**ЗАДАНИЕ К ВЫПОЛНЕНИЮ**:
Воспроизведите фрагмент отрывка о ночной разведке, который открывается словами, содержащими «Когда перед глазами», и завершается словами «кустами, будет хрустеть.». В нем замените «пригибаясь» на «пригнувшись».

**ВЫБРАННЫЙ ОТРЫВОК**:
'''

Голоса постепенно отодвигались назад. Осторожно уползая от них, я радовался: "Кажется, передний край пересекли, теперь добраться бы до кустарника, а там и высота с флагом недалеко".
Когда перед глазами встали черные ветки кустов, я поднялся с земли и, пригибаясь, повел группу дальше, вдоль кромки кустарника. В заросли я не вошел умышленно: ветки будут хлестать по одежде и снег, залежавшийся под кустами, будет хрустеть.
Впереди, на фоне неба, показалась высота. Подойдя ближе, я увидел и шест с флагом на ее макушке. Взглянул на часы - было десять. Флаг казался черным, он плавно изгибался и покачивался.
Здесь, в расположении врага, говорить нельзя. Я показал рукой на грудь Голощапова и махнул в сторону того ската, куда Голощапов еще по предварительному уговору должен был идти в обход. Солдат понял, кивнул своему напарнику Боткину, и они скользнули в темноту. Во второй группе захвата был я сам и разведчик Макагонов. Для третьей, блокирующей группы задача пока не определилась, поэтому я шепотом приказал сержанту Гущину вести ее за мной.
Я пополз вдоль подножия высоты; вблизи она казалась огромной, на ней росли одинокие кусты и вырисовывались черные промоины от ручьев. Выбрав одну из таких промоин, я приподнялся, махнул старшему третьей группы, чтобы ждал здесь, а сам пополз с Макагоновым дальше - к вершине. В промоине было темно, ручей, который катился здесь днем, из-за прекратившегося ночью таяния иссяк. Мы ползли по твердому, очищенному от снега руслу. Когда промоина вывела на обратный скат, я увидел часового., Он находился ниже того места, где был укреплен шест с флагом, и, как я предполагал, был в безопасности от; пуль, летящих с нашей стороны.
Часовой в шинели, каске, с автоматом на груди, не торопясь ходил по тропке. Стежку хорошо было видно даже в темноте - ее натоптали за день, она была длиной метров пятьдесят. На скате, где мы лежали, дорожка часового почти вплотную доходила до промоины, а на том краю, где должен был подползти Голощапов, ни промоин, ни кустов видно не было. "У меня подступ удобнее, - определил я, - часового нужно снимать мне". Я отдал свой автомат Макагонову. Жестом указал ему - приотстань. А сам достал из кобуры пистолет и переложил его за пазуху (в рукопашной некогда будет искать кобуру под маскировочной одеждой), вынул нож и спрятал его лезвие в рукав, чтоб не выдал блеск. Приготовясь таким образом к схватке, я стал подползать к месту, где промоина ближе всего подходила к тропке часового. Когда часовой шел лицом в сторону промоины, я лежал неподвижно, когда же он уходил в противоположную сторону и был к промоине спиной, я осторожно продвигал тело вперед. В то же время, пока часовой удалялся, я быстро осматривал все вокруг, стараясь определить во мраке, где находится караул. Хорошо было бы установить, сколько времени стоит часовой - час, два? Если его снять сразу после заступления на пост, у нас будет больше времени и шансов на благополучное возвращение. А то может случиться так - кинешься на часового, а тут смена пожалует. Однако, как ни вглядывался я в темноту, ничего ни увидеть, ни услышать не удавалось.

'''

**ПРЕДОСТАВЛЕННЫЕ ЗАПИСИ**:
'''

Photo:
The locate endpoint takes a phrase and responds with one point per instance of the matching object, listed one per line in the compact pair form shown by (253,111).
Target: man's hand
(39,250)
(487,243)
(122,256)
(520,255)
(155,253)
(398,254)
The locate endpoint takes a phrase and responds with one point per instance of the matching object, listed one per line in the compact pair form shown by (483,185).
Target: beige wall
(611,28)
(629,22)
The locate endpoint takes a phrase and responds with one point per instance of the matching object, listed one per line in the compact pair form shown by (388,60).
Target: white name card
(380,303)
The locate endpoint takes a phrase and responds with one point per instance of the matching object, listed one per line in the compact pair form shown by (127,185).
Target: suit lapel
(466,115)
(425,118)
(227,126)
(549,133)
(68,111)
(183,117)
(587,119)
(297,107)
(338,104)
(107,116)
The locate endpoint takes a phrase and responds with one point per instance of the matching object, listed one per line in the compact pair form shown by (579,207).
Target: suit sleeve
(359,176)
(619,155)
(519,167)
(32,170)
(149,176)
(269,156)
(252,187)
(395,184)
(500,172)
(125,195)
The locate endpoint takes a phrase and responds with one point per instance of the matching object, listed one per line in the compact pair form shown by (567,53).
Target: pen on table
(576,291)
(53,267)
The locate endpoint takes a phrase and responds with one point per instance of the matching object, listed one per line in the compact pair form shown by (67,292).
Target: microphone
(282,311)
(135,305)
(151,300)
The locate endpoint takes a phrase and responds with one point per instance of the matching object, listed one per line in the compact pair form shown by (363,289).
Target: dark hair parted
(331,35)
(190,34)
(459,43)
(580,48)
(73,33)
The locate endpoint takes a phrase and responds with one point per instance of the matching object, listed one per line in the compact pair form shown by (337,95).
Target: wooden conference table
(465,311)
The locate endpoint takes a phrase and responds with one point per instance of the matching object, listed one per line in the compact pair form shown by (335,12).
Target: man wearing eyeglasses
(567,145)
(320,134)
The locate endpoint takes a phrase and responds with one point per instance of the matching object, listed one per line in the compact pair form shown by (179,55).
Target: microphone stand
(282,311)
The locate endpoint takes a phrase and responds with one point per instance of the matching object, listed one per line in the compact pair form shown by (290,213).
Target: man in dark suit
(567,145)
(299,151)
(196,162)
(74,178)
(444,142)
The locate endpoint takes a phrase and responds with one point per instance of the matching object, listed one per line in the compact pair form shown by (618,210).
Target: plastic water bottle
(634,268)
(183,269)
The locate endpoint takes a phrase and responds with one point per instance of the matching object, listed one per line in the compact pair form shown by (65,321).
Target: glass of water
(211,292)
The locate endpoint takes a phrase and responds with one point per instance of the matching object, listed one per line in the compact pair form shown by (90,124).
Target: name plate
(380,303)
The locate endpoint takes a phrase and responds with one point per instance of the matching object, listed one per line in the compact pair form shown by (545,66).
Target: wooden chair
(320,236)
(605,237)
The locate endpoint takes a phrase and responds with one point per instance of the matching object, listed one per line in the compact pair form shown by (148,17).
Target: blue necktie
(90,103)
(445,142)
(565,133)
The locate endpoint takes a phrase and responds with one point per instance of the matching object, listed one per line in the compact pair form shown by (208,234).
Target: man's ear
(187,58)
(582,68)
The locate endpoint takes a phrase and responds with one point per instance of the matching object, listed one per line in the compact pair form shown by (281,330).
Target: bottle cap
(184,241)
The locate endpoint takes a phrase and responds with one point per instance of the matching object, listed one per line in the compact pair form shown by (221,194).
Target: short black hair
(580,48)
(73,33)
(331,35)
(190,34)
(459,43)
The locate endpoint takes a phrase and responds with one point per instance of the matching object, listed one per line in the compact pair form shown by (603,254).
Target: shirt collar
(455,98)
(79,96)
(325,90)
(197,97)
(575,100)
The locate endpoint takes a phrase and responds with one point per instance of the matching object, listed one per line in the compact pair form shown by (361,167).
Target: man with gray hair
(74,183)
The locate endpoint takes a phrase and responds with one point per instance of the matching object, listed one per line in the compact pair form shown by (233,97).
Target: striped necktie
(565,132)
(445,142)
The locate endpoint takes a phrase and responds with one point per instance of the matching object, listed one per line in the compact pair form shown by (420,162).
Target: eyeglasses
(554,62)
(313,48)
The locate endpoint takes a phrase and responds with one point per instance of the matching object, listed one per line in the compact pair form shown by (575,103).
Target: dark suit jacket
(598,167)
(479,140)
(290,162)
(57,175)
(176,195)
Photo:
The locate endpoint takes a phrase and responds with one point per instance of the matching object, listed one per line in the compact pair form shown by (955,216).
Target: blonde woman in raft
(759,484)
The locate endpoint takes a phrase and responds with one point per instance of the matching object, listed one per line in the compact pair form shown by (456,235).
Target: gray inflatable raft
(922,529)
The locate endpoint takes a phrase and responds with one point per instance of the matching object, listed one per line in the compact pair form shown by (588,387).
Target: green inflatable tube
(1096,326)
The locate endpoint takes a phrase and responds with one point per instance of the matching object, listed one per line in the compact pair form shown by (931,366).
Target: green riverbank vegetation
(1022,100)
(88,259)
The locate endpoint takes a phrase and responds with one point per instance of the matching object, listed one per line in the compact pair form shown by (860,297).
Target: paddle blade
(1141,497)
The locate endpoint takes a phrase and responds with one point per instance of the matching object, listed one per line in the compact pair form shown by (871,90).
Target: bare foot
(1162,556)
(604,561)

'''

**РЕЗУЛЬТАТ ВЫПОЛНЕНИЯ**:
Когда перед глазами встали черные ветки кустов, я поднялся с земли и, пригнувшись, повел группу дальше, вдоль кромки кустарника. В заросли я не вошел умышленно: ветки будут хлестать по одежде и снег, залежавшийся под кустами, будет хрустеть.